Entretien
(Les Afriques 29/01/2013)
«Nous avons hérité d’une dette passée de 1200 milliards en
2006 à 3040 milliards en 2012», déclare Amadou Kane, Ministre sénégalais de
l’Economie et des Finances. Exclusif.
-Dans quelles conditions avez-vous
trouvé les comptes de l’Etat au moment de vos prises de fonctions il y a 9 mois
?
Quand nous sommes arrivés au pouvoir en mars 2012, nous avons hérité
d’une situation très difficile et où il fallait faire face à de grandes
urgences. Deux contraintes majeures pesaient sur les comptes publics. Il y avait
d’abord le marasme économique et l’incertitude politique qui perdurait depuis la
fin 2011 et qui s’est prolongée tout au long du premier trimestre 2012. En fait
une atonie qui s’est révélée avec une croissance faible de 1,5% du PIB et des
moins values de recettes de 54 milliards de FCFA. L’autre facteur d’urgence
était lié à la disette prévalant dans le monde rural du fait de la mauvaise
campagne agricole 2011-2012.
-Quel était l’état réel du déficit des
comptes publics en mars 2012 et quelles sont les mesures prises face aux
urgences ?

Données extraites
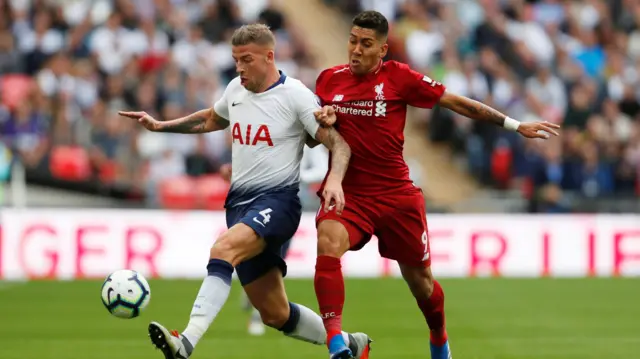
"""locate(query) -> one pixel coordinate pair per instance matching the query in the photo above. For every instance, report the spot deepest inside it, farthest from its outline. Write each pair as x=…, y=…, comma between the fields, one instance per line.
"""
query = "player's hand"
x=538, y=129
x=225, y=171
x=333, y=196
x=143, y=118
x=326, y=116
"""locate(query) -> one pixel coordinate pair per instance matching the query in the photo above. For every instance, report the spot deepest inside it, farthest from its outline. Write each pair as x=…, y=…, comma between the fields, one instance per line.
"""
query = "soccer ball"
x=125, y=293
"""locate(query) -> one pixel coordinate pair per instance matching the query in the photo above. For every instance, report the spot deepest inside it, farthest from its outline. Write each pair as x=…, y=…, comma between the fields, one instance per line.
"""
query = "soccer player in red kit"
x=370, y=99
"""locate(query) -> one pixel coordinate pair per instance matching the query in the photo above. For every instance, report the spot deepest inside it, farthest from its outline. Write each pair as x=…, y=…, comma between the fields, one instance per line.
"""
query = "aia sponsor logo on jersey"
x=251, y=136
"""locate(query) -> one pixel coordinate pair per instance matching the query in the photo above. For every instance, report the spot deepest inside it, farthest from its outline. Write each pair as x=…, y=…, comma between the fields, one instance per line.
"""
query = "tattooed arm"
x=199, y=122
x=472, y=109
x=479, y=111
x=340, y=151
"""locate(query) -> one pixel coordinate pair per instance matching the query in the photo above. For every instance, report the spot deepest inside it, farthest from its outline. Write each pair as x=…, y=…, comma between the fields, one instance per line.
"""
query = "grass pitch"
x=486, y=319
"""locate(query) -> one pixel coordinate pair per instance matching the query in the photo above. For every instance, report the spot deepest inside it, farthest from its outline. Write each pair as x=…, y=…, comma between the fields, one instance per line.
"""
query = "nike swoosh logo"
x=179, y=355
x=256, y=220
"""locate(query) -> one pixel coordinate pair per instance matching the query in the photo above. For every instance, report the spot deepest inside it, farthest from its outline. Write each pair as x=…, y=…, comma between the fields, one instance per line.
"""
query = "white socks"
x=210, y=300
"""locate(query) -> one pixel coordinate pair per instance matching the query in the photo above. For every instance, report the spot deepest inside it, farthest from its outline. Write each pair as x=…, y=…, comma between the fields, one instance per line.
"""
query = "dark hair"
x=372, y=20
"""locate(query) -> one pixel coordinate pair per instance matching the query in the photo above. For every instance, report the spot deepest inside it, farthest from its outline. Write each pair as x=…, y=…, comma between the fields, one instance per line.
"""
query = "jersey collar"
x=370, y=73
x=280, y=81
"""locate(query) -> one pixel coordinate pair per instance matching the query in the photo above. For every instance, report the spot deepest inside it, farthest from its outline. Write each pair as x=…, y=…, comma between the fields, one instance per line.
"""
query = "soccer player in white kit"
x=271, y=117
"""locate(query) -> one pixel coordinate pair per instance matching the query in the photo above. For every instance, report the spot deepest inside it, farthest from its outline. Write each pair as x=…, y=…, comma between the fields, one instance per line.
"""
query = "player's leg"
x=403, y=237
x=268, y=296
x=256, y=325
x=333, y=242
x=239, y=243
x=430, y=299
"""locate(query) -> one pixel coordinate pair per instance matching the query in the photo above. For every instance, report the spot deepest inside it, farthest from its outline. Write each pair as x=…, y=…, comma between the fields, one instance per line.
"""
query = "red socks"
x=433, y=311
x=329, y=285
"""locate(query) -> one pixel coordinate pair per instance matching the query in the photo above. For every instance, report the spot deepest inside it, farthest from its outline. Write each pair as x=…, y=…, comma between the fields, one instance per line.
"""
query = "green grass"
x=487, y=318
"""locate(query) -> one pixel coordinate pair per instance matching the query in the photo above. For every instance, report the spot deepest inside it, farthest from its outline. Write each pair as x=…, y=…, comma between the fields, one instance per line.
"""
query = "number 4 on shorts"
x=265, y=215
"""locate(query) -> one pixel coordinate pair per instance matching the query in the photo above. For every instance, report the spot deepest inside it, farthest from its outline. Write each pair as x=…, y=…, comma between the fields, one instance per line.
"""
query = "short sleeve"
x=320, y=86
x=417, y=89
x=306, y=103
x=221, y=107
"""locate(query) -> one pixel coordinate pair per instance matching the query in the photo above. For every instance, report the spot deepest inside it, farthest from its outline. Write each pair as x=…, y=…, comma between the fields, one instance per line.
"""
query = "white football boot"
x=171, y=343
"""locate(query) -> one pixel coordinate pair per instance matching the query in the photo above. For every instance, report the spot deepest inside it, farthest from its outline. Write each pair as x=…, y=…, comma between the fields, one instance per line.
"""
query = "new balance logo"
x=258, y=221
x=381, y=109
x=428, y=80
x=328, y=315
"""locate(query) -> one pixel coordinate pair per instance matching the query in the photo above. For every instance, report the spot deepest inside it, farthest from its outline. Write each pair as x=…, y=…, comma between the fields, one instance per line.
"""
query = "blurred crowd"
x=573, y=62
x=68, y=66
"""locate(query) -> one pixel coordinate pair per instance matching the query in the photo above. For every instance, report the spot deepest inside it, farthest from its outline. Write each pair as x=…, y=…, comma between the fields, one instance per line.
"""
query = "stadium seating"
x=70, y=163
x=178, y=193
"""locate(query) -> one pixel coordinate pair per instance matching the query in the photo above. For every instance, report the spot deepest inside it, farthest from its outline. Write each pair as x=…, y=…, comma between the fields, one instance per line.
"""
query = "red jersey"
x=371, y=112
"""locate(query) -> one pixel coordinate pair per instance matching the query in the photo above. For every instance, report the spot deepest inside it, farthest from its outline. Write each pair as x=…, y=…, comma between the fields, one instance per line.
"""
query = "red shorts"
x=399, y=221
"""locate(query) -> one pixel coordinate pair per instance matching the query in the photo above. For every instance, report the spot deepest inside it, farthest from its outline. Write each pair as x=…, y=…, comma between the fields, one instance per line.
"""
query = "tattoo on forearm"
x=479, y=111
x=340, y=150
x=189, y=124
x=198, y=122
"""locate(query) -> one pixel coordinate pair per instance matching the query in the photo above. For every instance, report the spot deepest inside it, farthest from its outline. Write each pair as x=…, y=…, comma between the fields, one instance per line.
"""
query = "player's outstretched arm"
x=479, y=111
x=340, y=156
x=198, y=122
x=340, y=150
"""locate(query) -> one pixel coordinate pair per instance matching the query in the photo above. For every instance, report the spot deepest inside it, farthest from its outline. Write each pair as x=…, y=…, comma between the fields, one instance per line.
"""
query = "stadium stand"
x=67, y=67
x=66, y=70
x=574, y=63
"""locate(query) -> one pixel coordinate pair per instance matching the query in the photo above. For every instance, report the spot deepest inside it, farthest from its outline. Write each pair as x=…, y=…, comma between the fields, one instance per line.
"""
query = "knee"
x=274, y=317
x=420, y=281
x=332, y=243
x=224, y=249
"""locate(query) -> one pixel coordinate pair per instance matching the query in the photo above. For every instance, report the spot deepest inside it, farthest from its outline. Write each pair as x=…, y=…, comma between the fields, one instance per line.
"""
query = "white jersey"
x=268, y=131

==

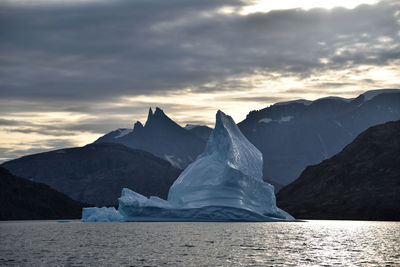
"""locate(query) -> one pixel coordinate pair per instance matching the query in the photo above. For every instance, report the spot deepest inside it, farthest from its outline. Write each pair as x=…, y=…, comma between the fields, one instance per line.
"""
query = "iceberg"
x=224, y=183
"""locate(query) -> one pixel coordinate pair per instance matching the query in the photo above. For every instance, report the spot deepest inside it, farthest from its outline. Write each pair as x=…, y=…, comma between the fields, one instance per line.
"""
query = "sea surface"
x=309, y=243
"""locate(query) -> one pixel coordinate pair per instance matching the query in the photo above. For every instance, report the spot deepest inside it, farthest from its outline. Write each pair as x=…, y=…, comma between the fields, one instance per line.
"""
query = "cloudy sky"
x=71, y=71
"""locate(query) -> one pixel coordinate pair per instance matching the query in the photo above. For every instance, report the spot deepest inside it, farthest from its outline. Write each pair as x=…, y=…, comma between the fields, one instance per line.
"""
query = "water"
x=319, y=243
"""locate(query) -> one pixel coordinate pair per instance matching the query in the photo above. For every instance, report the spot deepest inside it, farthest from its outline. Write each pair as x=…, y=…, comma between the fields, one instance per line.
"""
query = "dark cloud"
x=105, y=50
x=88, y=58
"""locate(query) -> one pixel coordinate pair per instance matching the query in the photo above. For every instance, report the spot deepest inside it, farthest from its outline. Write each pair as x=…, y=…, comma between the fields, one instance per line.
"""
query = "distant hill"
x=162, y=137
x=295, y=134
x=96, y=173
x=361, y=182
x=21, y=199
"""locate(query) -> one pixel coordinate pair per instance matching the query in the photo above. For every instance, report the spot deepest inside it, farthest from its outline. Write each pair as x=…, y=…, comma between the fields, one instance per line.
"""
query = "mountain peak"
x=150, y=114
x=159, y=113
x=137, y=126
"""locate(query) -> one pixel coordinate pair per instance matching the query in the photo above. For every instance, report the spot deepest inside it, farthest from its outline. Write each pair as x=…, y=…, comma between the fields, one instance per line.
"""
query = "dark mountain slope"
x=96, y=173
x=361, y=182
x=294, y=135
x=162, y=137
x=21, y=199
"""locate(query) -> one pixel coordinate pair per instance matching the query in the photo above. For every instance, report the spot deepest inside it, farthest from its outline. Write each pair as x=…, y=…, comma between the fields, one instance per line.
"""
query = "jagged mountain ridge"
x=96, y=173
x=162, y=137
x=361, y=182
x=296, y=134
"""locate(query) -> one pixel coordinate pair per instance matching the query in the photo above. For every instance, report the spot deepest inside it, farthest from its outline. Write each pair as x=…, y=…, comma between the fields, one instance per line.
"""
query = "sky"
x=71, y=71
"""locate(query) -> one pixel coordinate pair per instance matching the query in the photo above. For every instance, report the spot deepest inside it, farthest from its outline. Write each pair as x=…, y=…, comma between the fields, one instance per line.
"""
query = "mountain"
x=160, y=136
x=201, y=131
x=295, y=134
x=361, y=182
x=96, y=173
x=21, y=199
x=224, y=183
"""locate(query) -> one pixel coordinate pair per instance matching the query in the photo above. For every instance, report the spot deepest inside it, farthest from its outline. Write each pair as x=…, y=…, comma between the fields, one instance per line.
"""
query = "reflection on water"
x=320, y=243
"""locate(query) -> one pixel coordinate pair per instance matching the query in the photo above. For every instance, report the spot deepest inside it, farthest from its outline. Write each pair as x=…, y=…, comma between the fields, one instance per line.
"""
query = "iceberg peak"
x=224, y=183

Consignes
1. Dans l'entretien avec le ministre sénégalais de l'Économie et des Finances, à combien s'élevaient les moins-values de recettes ?
2. Prolongez l'entretien avec le ministre sénégalais de l'Économie et des Finances à partir de sa dernière phrase.
Les entrées proviennent d'une autre source que l'entretien.

Corrigé des exercices
1. À 54 milliards de FCFA.

2.
Le déficit des comptes publics rapporté au PIB était à plus de
6% déjà à la fin 2011. Quand nous sommes arrivés au début du premier trimestre
de cette année, ce taux tendait vers 8,2% pour une norme acceptable de 4%. Il
fallait donc impérativement réduire tout en respectant l’engagement du Président
de la République de diminuer les prix des denrées de base. Il a fallu adopter
des mesures d’urgence qui vont de la réduction des dépenses de l’Etat, à la
réduction de la taille du gouvernement, en passant par la modulation de tous les
budgets de fonctionnement à partir de leur situation à la fin avril. Nous avons
remis les équipes au recouvrement avec l’engagement de rattraper les
moins-values de recettes. Nous avons aussi pu bénéficier de l’appui de la France
qui nous a aidés en termes de trésorerie. Tout cela s’est traduit par un
meilleur cadrage macro-économique propice au rétablissement de nos équilibres,
et ce en concertation avec nos différents partenaires. Avec le Fonds Monétaire
International nous avons convenu de ramener le déficit budgétaire à 6,4%. Au
départ, l’institution monétaire voulait un taux de 5%. Il n’était pas question
pour nous d’accepter cela car il fallait, concomitamment à la réduction du
déficit, garantir un minimum de croissance. Le compromis a été trouvé et les
équipes du FMI étaient convaincues de nos choix. La Directrice Générale du FMI,
Christine Lagarde, a été sensible à notre plaidoyer. Dans l’ensemble, nous avons
réussi à stabiliser la dérive budgétaire. Les 6,4% seront respectés en
2012.
-Après 9 mois de retour à la normale, où en sont les comptes
publics aujourd’hui ?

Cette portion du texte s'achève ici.